**Exercise details:**
Pick out each line in the data below that contains the string "dirt" and copy those lines in full.

**Data in this exercise:**
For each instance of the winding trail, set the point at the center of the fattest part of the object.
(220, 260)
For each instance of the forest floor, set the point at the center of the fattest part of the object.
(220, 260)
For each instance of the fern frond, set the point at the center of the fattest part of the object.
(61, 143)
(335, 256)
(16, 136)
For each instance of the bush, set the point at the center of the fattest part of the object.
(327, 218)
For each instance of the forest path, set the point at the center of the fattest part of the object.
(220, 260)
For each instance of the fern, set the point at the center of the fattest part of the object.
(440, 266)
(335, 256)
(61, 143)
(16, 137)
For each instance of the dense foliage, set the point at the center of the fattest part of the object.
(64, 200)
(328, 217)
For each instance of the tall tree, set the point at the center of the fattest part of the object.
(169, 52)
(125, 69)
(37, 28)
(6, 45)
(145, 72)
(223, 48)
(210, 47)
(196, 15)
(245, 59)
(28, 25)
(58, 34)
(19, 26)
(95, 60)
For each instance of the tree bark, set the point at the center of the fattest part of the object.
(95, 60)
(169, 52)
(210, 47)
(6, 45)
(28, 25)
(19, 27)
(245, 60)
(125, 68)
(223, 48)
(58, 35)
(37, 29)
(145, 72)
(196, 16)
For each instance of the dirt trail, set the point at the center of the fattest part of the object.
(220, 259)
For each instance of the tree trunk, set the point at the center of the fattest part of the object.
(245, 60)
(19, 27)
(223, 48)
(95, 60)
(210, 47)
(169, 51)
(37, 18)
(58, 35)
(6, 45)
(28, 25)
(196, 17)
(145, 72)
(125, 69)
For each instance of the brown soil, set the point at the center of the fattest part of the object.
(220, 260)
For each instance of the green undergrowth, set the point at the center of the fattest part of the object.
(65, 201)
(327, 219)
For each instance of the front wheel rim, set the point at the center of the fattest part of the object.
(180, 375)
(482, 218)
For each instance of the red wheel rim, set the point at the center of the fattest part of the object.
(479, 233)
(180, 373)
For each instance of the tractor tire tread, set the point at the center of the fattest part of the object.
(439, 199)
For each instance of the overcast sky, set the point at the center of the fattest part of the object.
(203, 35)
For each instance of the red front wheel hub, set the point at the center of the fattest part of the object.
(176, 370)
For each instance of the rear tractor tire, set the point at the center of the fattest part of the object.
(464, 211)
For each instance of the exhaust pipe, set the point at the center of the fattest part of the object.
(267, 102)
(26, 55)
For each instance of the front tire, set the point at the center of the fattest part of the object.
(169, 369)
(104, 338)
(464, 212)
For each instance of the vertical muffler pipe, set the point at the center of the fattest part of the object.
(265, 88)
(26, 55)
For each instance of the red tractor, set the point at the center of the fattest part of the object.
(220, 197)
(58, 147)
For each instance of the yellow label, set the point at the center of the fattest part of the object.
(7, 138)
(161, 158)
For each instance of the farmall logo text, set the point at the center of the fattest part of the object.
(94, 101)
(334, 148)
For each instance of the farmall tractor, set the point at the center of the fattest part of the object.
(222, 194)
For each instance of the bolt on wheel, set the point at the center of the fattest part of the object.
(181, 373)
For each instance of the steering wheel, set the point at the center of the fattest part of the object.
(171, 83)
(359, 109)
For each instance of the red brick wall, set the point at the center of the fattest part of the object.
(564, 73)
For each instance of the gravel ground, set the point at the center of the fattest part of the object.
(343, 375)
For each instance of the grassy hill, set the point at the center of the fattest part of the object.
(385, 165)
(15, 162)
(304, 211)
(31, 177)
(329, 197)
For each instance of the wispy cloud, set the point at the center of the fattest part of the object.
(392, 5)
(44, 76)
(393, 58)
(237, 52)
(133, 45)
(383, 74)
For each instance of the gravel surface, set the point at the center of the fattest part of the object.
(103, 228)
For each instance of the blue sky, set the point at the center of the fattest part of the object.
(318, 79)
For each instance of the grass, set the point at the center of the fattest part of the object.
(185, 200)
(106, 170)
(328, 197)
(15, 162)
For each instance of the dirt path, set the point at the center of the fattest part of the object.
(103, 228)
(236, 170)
* * *
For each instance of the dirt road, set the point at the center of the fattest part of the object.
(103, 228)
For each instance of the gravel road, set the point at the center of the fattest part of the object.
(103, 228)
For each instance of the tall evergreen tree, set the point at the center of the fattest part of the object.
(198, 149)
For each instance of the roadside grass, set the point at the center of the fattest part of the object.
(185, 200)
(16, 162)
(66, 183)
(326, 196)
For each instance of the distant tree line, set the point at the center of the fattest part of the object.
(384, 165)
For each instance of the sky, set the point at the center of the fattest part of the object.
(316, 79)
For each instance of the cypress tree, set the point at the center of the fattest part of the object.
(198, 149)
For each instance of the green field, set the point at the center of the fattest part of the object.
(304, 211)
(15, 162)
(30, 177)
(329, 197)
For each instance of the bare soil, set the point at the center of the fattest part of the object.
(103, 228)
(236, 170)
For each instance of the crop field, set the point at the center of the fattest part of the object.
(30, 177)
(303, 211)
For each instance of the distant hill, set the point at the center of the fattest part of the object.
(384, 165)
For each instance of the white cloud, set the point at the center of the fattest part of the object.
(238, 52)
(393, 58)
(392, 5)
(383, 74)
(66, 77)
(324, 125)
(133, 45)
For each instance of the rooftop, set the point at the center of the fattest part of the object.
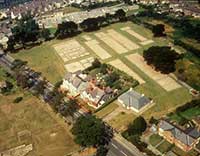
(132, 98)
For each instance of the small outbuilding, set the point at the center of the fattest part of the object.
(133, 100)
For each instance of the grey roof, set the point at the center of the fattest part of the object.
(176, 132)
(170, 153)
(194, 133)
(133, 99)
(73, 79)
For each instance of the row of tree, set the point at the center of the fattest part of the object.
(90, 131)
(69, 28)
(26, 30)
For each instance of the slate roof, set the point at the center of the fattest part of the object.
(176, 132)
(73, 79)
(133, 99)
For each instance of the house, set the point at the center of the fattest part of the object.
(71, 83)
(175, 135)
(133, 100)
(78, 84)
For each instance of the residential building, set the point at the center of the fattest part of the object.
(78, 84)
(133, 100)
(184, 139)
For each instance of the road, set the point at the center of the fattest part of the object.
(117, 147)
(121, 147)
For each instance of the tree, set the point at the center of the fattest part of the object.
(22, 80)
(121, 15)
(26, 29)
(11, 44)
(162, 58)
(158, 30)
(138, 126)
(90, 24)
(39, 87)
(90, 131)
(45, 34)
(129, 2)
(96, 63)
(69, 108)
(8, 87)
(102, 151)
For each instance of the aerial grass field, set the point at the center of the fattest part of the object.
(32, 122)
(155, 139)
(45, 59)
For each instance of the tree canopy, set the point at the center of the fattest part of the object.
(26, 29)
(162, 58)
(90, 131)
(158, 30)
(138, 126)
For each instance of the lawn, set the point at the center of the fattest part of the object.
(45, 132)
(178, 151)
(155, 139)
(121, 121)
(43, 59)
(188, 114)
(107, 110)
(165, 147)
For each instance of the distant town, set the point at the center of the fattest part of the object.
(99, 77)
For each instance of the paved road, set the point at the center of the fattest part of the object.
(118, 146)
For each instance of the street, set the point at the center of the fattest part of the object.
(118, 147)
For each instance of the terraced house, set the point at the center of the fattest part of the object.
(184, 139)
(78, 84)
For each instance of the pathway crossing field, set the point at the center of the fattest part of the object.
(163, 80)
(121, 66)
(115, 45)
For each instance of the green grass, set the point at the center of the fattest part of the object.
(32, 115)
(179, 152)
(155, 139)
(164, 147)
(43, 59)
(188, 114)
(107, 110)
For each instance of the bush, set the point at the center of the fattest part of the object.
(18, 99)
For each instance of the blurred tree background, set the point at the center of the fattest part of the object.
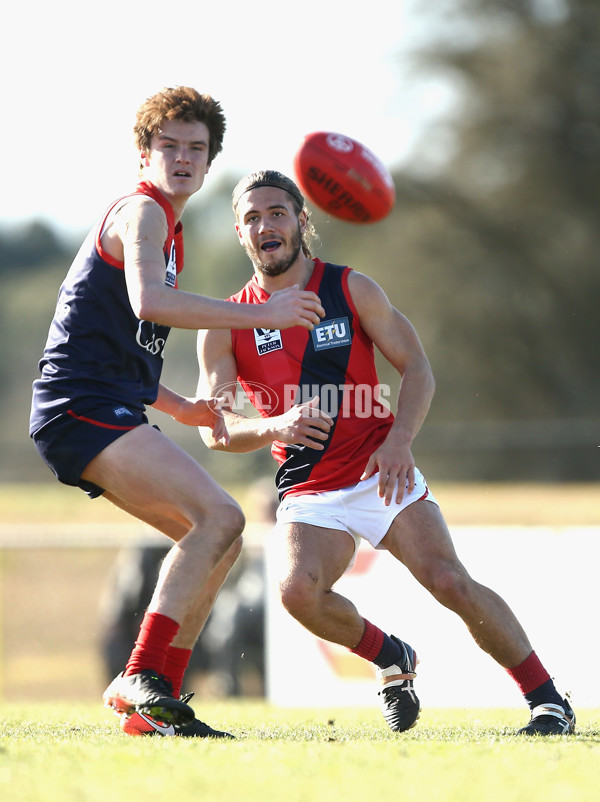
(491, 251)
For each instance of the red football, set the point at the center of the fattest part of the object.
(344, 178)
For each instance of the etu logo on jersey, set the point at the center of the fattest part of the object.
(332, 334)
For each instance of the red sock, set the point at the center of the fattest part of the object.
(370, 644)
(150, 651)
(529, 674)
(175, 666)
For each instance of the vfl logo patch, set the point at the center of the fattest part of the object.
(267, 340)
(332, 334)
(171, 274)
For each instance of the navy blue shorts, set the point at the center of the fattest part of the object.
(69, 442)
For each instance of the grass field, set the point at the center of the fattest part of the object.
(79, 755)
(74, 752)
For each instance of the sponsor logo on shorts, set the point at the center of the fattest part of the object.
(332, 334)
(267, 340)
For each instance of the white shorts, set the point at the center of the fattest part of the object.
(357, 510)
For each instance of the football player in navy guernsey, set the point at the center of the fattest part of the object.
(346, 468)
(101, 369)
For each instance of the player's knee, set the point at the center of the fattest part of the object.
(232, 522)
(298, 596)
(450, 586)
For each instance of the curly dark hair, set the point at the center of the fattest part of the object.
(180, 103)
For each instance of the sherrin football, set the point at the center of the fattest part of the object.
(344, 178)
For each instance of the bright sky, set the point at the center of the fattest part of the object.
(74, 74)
==
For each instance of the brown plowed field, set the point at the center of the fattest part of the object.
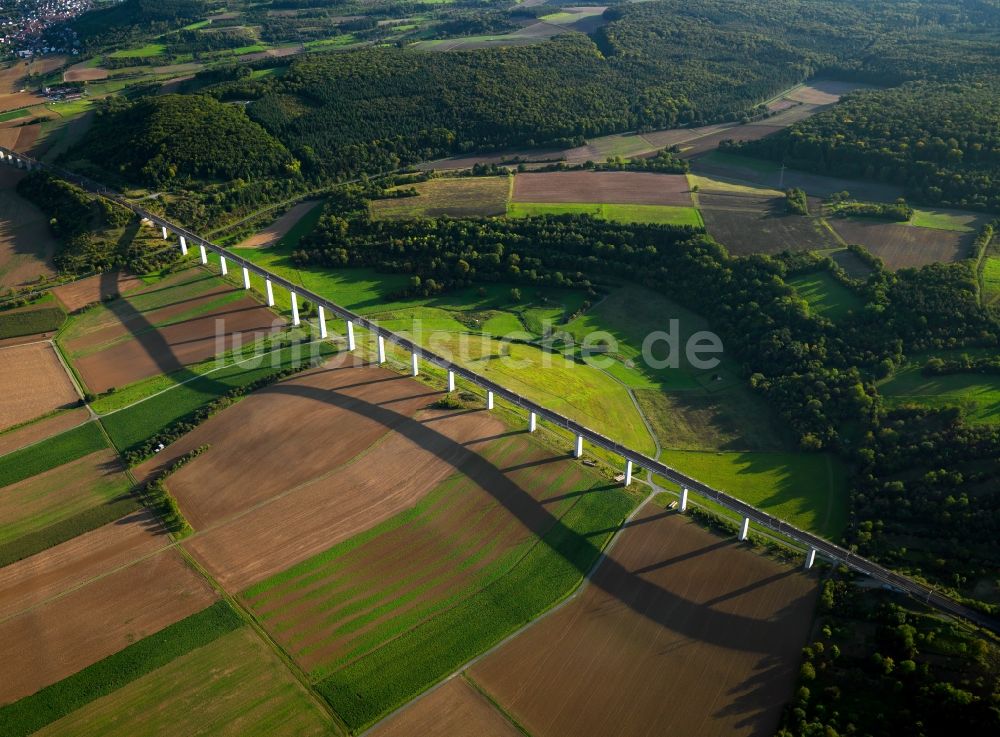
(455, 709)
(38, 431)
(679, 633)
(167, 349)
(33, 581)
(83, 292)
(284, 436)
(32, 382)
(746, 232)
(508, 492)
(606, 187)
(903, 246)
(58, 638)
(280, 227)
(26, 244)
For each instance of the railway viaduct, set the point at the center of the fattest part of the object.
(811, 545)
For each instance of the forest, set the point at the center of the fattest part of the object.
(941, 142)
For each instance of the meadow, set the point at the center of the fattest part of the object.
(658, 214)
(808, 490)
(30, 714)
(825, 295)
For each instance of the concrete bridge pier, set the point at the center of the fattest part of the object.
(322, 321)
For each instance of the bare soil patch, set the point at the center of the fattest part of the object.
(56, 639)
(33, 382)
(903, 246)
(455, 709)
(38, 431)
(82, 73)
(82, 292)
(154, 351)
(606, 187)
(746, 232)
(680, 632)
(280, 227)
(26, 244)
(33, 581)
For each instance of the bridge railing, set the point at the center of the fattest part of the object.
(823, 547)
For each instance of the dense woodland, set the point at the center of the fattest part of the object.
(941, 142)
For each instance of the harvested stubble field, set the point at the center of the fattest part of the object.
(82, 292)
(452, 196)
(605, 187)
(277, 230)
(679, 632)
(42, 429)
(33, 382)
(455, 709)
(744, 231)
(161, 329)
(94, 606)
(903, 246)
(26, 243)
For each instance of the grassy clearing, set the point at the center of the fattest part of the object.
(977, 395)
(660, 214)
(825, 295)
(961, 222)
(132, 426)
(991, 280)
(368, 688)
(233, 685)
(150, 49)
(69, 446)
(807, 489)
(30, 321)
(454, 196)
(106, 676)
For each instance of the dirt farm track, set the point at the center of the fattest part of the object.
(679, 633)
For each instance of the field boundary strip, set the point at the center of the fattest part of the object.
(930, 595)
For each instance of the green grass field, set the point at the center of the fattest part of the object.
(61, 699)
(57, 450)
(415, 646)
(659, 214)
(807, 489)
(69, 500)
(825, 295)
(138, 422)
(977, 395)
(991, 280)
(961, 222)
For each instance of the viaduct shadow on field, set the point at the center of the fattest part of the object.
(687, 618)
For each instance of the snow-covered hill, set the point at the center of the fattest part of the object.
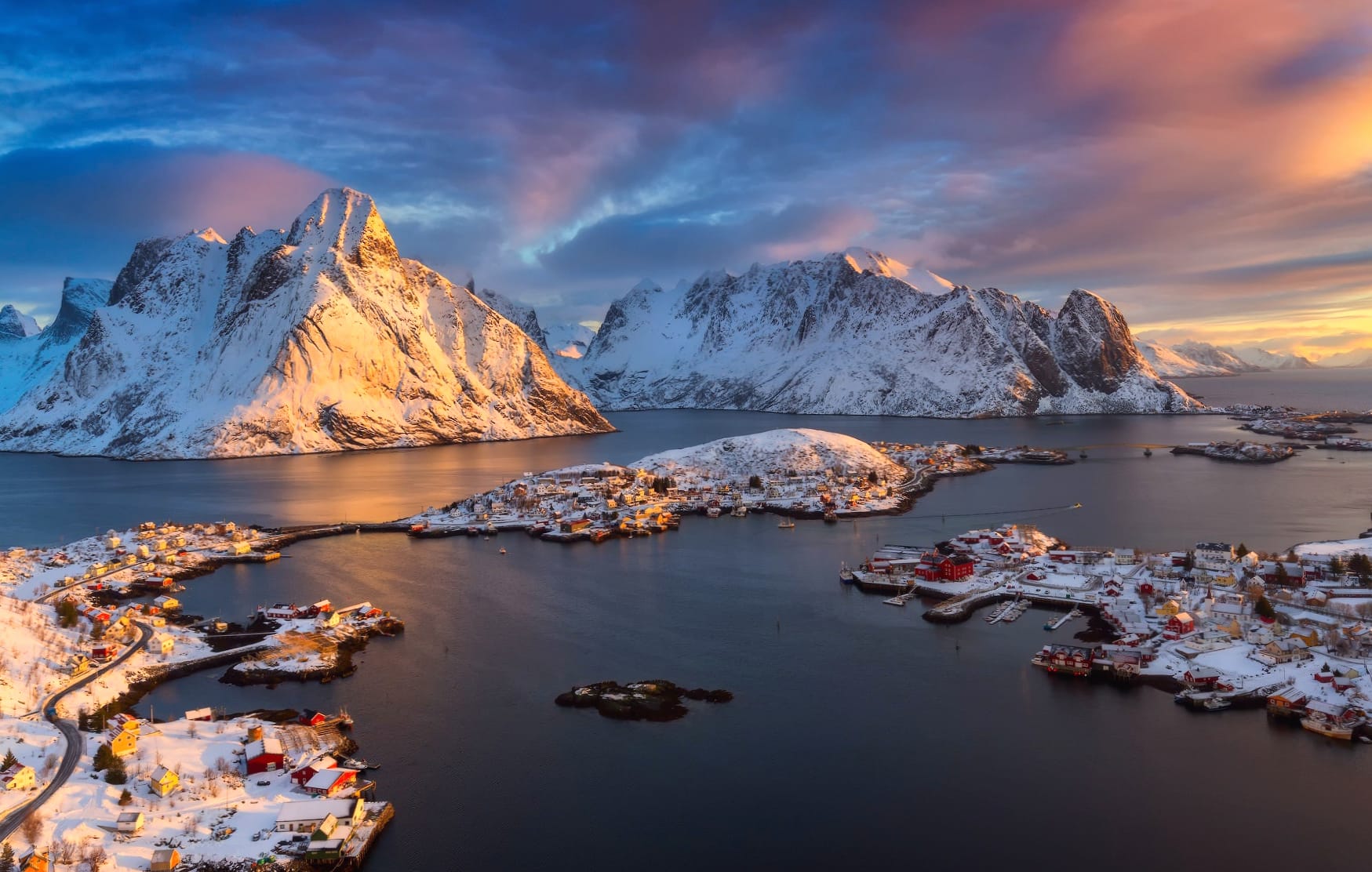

**Response to this task:**
For each instance of the dirt trail, set the point at the center of the fattest part of the object.
For each instance of the dirt path, set the point at the center of the fattest part of the object.
For each instance of the dirt road, set the point at the center of the fattest part of the object.
For each instance of the dirt farm track, set the point at the center of the fattest part of the object.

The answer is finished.